* [Written task 1]
Reproduce the passage of the Jens Lekman interview from "Sure. Especially on" to "moment, surprisingly, yes.".

* [Page extract]
--- BEGIN ---

Not the Same Old Jens - The Reykjavik Grapevine

Not the Same Old Jens

Not the Same Old Jens

The soft-spoken musings of Swedish Jens Lekman are carving him a spot in music history as one of Europe’s best-loved troubadours. Bashful, sweet, and disarmingly earnest, Lekman sings about life and love in their purest forms. Grapevine caught up with 26-year-old Jens over the phone, and a nice cup of tea, from his home in Gothenburg, Sweden, to talk about life on the eve of his third record.

You’re playing the Nordic Horn Festival in late August, how do you feel about being back?
I’m really looking forward to it. I had a little too short a visit the last time. The flights were a bit poorly booked; I spent over twenty hours at Copenhagen’s airport, and very little time in Reykjavík.

That was for Iceland Airwaves; you were filling in for Jenny Wilson at the National Theater Basement. It was one of the best shows I saw that weekend, there was such a great atmosphere. But you said later that you had been surprised at the reception because you thought that no one knew you here.
Yeah.

Do you think you often underestimate your success?
I do, yes of course, especially in countries where I haven’t been before. I went to Brazil later on that year, I thought no one knew me there, and I played for a thousand people. Yeah, I’m always surprised. Sometimes I show up and I play for two people and a dog. That happens sometimes too.

Can you think of a couple of recent songs that you most enjoyed writing?
Well, there are the songs that I write to make myself do something, like Julie for example. I wrote that song because I didn’t know Julie and I hadn’t done any of that stuff that I sang about in the song. I wrote it so as to push myself to actually walk up to her and say Hi and say do you want to go down to the harbour and eat some fries, and to actually get to know her. I do that with a lot of songs, I write the story before it happens and then I have to act it out because otherwise I would be too embarrassed to play it.

How much of your writing is non-fictional?
I think everything, or 99%, is non-fictional. It’s like with my own storytelling. In real life, I make up a lot of lies, I make up a lot of stories but they’re always about insignificant shit, like stuff I’ve seen on the tram or stuff that doesn’t really matter at all. I would never make up anything that mattered I think.

In your songs?
Or in real life.

Why?
Because it seems like my own imagination doesn’t really match what goes on in real life. Life imitates art in a much better way than art imitates life.

Which is why you write the songs before they happen?
Yeah, exactly.

In many of your songs I see a sort of wistful or nostalgic longing for the past, especially, perhaps, for youth. Do you think that fits?
Sure. Especially on the last single that I put out this summer on the B-side. I was listening to the singles that just arrived from the factory and both those songs are extremely nostalgic for a time in my life, and for some sort of innocence I guess.

Do you enjoy talking about your music?
At this very moment, surprisingly, yes.

You seem to like working with fresh methods or these sort of untainted resources like people who aren’t classically trained in music or unusual instruments and sounds. You’ve often sung in languages that you don’t actually speak, like Icelandic for example.
Yeah.

--- END ---

* [Written task 2]
Count the lines in the entries that contain the string "superman", and give only that number.

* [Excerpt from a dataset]
--- BEGIN ---

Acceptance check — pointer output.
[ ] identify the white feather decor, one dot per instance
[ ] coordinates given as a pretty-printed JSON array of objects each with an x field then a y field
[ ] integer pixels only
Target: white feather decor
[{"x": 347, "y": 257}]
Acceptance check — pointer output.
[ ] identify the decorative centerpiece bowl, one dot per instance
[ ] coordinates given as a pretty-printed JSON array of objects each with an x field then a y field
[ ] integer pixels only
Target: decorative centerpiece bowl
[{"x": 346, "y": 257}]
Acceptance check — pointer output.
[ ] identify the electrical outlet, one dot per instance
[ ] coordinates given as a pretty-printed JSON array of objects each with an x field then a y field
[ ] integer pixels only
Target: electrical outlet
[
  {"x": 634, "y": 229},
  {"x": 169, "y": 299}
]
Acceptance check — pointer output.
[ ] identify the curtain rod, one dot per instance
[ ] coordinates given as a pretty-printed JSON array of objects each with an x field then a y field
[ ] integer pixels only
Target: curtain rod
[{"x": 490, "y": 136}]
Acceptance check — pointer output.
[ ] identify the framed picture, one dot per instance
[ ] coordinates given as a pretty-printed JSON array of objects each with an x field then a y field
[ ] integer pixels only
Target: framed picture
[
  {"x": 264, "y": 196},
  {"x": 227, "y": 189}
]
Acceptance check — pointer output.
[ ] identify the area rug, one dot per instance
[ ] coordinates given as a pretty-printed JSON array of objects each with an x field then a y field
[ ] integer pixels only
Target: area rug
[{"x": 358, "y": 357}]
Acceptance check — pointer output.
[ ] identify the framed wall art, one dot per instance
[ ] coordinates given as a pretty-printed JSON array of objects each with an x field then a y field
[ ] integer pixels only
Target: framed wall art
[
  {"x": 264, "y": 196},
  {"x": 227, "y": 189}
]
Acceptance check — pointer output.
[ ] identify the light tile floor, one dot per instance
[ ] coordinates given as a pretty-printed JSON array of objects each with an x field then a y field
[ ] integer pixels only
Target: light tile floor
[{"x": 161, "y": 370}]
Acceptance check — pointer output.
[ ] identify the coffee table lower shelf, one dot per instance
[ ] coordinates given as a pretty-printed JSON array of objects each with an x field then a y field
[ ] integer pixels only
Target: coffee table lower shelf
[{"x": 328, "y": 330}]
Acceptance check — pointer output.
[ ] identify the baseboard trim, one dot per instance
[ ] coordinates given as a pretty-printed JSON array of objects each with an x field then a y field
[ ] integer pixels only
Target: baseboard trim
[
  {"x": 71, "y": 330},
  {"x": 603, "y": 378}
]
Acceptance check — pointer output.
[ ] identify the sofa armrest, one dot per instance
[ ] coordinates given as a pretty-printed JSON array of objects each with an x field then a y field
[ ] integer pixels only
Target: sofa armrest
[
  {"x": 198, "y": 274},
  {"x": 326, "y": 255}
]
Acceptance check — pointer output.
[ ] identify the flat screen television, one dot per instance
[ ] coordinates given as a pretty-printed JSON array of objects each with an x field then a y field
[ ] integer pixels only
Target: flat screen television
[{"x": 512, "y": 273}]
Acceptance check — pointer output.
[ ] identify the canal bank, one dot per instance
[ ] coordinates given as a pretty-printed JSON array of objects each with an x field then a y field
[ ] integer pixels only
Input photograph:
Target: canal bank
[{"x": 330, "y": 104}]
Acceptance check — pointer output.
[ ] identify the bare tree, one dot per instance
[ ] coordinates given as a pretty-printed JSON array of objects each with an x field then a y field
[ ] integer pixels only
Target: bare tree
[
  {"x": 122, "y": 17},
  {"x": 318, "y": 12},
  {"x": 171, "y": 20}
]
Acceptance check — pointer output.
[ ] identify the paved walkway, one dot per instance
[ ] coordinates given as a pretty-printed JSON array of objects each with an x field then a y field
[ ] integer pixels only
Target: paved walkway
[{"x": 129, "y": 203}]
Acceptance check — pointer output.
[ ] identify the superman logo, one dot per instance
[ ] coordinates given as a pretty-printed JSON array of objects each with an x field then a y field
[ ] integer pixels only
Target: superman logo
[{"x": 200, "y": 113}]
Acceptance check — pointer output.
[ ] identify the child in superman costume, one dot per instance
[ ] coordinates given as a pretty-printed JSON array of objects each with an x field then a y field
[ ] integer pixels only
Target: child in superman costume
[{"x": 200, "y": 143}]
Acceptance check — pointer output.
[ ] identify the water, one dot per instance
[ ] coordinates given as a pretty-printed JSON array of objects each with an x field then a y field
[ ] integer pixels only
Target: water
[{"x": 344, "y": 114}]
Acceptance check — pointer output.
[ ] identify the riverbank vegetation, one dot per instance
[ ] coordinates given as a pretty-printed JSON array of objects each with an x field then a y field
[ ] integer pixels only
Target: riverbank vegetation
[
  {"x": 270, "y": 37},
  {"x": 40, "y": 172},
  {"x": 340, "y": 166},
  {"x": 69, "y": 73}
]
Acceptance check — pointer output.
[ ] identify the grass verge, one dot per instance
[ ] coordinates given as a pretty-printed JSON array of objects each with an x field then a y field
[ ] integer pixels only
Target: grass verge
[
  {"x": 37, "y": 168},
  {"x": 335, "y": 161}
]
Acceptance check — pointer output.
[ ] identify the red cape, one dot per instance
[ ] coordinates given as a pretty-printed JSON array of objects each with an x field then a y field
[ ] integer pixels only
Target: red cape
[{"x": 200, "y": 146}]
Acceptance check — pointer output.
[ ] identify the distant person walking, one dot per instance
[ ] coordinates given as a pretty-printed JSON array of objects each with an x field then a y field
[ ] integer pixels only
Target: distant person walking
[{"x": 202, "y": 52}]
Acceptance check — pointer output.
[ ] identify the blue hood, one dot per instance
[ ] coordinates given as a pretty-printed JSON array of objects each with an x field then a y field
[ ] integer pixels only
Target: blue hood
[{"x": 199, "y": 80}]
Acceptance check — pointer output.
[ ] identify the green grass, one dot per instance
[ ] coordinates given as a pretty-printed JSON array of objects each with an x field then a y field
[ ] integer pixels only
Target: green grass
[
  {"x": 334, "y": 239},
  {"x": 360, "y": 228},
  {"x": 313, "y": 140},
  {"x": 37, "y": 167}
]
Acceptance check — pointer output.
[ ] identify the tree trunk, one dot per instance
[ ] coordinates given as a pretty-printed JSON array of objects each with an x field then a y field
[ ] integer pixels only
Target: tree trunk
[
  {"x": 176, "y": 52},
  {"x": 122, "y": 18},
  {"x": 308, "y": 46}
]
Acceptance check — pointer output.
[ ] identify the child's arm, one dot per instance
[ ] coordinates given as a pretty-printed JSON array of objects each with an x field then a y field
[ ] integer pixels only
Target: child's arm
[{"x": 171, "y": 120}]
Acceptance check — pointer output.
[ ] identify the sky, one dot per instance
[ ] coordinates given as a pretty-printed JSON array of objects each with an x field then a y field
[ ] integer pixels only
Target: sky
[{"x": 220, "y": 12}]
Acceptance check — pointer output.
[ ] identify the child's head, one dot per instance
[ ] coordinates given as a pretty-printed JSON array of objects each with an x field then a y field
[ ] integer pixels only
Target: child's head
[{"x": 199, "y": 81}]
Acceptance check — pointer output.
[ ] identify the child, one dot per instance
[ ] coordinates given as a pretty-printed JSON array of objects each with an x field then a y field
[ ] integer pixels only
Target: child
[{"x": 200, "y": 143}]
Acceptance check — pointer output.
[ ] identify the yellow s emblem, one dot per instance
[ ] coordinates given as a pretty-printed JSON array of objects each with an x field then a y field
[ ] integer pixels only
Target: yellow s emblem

--- END ---

* [Exercise response 1]
Sure. Especially on the last single that I put out this summer on the B-side. I was listening to the singles that just arrived from the factory and both those songs are extremely nostalgic for a time in my life, and for some sort of innocence I guess.

Do you enjoy talking about your music?
At this very moment, surprisingly, yes.

* [Exercise response 2]
4